▸ **Problem details**
Set every entry down again exactly, omitting none.

▸ **Records to use**
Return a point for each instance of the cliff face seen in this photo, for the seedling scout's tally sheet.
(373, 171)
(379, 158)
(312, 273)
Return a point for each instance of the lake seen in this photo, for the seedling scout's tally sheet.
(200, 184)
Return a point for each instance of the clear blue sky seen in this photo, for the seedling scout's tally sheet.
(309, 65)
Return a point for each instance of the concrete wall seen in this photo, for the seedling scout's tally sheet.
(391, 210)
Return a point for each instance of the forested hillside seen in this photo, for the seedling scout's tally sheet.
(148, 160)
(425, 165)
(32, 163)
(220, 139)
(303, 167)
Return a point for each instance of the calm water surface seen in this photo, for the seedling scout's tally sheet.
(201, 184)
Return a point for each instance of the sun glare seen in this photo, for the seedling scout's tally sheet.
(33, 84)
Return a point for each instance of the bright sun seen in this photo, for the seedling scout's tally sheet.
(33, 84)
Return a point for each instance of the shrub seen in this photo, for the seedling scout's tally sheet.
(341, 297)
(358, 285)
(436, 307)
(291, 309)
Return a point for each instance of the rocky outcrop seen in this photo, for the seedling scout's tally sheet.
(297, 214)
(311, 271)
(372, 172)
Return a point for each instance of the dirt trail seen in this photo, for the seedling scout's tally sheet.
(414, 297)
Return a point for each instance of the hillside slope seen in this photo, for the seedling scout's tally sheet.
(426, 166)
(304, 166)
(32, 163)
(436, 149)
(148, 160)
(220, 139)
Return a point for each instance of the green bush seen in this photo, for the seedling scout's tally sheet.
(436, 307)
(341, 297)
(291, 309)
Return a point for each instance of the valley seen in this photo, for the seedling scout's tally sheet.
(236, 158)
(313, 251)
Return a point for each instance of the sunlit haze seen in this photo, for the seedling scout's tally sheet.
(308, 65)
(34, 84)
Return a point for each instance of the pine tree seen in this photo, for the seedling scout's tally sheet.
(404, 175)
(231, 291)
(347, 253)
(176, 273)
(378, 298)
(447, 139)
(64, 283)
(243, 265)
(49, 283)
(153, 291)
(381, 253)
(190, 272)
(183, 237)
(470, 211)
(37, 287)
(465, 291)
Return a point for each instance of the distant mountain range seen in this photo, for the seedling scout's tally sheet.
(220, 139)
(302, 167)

▸ **Task result**
Return a point for each instance of the cliff face seen in this photo, for the seedling scout's tally sheet.
(373, 171)
(379, 158)
(312, 273)
Return a point for each instance of the lake seen in this photo, for the seedling scout's tally sheet.
(200, 184)
Return a point for each instance of the clear blue sky seen in this photo, for the seedling scout's tally sheet.
(309, 65)
Return a point for each instance of the concrete wall seen in this photo, for the seedling scout's tally sheet.
(391, 210)
Return a point for each instance of the forested hillside seen in this photo, for the seedling scout's tally sheet.
(148, 160)
(425, 165)
(32, 163)
(220, 139)
(303, 167)
Return a point for each instance of the calm water surface seen in this photo, for the seedling scout's tally sheet.
(201, 184)
Return a point for each instance of the sun glare seen in this photo, for the seedling scout's tally sheet.
(33, 84)
Return a point for each instance of the bright sun seen in this photo, for the seedling scout's tally sheet.
(33, 84)
Return a point for each instance of the shrub seen in this photo, for the seedling scout's tally sheet.
(341, 297)
(358, 285)
(436, 307)
(291, 309)
Return a point for each instance of the rocky outcrop seen in this photo, for the seedling scout's tally sheet.
(297, 214)
(311, 271)
(372, 172)
Return a point for each instance of the dirt trail seen in this photo, for the seedling scout's tally sheet.
(414, 297)
Return a point for each instance of the hillside slope seen in this photo, for the seedling scout's tally sheet.
(426, 166)
(304, 166)
(32, 163)
(436, 149)
(148, 160)
(220, 139)
Return a point for each instance of the green bush seen in this photo, for the seedling scout's tally sheet.
(436, 307)
(341, 297)
(291, 309)
Return a point for each instance of the valley seen in this photo, for the seedling scout's tally sheet.
(236, 158)
(313, 251)
Return a point for each instance of the sunlit haze seen in this photo, for the seedling scout's tally sheet.
(308, 65)
(34, 84)
Return a point for each instance of the pine tree seen in this photo, for the seedling scout's tally sheet.
(404, 175)
(231, 291)
(347, 253)
(176, 273)
(378, 298)
(447, 139)
(64, 283)
(243, 265)
(49, 283)
(153, 291)
(381, 253)
(190, 272)
(183, 237)
(470, 211)
(37, 287)
(465, 291)
Return a point for each instance of the distant mountain range seen in this photo, for the seedling scout's tally sheet.
(220, 139)
(302, 167)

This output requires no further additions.